Given entries.
************

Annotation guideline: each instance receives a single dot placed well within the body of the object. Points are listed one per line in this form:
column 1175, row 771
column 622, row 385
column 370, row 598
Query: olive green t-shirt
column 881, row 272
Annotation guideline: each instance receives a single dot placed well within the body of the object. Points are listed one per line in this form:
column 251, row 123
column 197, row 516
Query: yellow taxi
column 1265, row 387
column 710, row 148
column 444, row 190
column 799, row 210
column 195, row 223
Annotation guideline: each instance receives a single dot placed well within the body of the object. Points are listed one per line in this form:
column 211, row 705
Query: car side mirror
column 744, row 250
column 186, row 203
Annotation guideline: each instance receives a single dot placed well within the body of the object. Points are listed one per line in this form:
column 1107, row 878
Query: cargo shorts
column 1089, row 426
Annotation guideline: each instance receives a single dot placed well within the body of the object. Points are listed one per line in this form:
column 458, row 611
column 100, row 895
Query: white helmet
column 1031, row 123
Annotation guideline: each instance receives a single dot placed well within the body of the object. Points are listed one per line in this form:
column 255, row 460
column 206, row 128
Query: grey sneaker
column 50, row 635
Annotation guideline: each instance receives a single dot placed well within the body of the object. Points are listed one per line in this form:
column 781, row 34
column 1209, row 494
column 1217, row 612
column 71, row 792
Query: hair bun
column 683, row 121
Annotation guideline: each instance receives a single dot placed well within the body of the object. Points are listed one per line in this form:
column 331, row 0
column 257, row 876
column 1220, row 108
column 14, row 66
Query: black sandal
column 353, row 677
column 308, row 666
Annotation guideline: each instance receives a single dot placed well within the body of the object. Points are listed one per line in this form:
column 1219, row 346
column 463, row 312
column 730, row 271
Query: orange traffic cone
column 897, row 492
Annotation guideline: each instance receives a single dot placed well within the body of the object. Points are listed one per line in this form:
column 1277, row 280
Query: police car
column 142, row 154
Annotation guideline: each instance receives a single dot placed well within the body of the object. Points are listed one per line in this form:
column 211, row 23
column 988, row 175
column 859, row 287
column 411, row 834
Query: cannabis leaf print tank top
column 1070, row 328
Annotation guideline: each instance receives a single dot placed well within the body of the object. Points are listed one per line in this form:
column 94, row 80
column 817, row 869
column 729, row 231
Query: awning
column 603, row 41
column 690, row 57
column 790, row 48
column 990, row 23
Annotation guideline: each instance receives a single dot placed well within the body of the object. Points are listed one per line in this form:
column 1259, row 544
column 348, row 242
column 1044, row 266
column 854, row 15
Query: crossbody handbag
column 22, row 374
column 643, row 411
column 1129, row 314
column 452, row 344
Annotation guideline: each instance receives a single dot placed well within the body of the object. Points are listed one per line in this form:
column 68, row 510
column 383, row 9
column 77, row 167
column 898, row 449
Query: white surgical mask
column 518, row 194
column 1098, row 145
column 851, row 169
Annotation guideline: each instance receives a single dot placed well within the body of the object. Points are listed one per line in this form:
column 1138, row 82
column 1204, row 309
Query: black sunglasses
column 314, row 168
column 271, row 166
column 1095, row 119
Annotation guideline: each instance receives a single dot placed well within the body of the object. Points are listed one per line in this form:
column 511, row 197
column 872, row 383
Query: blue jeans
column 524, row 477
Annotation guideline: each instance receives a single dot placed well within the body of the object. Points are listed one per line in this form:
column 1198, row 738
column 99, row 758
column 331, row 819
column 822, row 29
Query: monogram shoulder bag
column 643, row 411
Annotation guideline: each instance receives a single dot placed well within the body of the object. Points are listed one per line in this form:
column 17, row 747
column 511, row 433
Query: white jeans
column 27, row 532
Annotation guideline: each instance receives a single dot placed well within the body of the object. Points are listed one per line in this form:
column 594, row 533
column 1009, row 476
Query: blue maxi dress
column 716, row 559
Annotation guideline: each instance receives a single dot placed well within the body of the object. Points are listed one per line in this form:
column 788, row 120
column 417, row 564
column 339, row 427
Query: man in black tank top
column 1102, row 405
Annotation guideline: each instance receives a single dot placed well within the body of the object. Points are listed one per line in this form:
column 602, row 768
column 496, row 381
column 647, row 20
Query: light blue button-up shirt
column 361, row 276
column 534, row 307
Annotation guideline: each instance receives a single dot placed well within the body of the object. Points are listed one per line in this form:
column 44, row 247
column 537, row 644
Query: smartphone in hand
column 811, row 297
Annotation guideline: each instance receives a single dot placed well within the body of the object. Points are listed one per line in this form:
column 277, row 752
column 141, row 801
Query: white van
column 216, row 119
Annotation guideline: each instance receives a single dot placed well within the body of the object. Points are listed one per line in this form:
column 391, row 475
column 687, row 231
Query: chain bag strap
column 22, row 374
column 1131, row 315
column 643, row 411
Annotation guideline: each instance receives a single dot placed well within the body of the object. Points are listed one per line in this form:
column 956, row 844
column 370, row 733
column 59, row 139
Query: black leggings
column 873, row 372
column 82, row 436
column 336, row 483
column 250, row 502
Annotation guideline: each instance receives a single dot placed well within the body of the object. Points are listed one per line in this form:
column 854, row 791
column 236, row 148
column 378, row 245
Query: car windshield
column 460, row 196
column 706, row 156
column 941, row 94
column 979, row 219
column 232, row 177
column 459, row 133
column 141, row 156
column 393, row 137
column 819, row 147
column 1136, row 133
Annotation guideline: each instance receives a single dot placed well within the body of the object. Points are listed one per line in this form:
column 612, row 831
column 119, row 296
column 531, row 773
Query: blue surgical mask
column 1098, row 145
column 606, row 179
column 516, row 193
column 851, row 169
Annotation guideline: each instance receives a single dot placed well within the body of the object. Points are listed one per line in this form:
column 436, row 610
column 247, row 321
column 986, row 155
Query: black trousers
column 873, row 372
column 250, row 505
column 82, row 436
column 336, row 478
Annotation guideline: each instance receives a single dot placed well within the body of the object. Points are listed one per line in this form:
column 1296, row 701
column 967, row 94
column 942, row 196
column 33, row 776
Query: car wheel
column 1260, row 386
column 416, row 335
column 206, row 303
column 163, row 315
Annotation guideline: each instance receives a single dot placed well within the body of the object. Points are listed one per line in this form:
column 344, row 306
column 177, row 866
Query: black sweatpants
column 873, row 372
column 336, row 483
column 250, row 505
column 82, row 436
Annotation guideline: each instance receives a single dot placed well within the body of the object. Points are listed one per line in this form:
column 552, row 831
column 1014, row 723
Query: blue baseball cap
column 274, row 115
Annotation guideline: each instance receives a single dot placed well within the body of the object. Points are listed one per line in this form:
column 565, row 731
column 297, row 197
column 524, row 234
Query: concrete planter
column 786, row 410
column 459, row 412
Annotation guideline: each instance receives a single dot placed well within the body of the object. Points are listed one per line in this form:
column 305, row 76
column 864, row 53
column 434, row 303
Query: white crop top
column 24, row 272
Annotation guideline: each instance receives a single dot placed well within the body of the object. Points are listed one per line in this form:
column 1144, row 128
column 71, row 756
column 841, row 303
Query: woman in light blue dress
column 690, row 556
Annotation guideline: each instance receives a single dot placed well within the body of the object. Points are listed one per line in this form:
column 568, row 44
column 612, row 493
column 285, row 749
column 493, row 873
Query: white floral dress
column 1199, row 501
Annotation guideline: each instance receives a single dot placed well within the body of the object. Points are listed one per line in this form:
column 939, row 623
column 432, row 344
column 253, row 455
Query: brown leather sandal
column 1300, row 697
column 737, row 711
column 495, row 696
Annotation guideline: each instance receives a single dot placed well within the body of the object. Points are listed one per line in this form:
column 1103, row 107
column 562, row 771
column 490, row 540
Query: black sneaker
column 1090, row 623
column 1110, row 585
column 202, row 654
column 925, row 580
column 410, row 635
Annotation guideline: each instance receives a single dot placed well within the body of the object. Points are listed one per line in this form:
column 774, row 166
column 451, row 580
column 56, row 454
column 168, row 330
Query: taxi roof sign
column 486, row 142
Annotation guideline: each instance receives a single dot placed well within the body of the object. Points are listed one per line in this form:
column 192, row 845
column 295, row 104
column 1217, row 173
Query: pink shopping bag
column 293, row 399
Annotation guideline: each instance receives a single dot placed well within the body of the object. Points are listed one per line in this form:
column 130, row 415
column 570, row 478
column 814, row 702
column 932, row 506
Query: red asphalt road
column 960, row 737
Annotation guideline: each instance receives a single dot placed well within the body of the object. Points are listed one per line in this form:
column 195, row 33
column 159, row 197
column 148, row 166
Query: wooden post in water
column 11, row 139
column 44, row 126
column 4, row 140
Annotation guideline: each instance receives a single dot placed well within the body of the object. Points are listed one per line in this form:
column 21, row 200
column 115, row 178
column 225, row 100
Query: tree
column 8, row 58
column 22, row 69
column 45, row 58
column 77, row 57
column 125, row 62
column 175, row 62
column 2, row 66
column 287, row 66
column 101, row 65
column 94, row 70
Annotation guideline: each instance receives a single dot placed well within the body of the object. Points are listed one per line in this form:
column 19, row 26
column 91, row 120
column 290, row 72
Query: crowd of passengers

************

Above are the records; print exactly the lines from the line with "column 100, row 895" to the line with "column 1209, row 494", including both, and nothing else.

column 100, row 895
Query: white helmet
column 1031, row 123
Annotation guideline: each instance receives a single dot placed well within the body of the object. Points are listed one per line in this form:
column 255, row 460
column 206, row 128
Query: grey sneaker
column 50, row 635
Annotation guideline: each instance receives a single dot placed well within the body of the object. Points are listed one per line in this form:
column 781, row 34
column 1209, row 494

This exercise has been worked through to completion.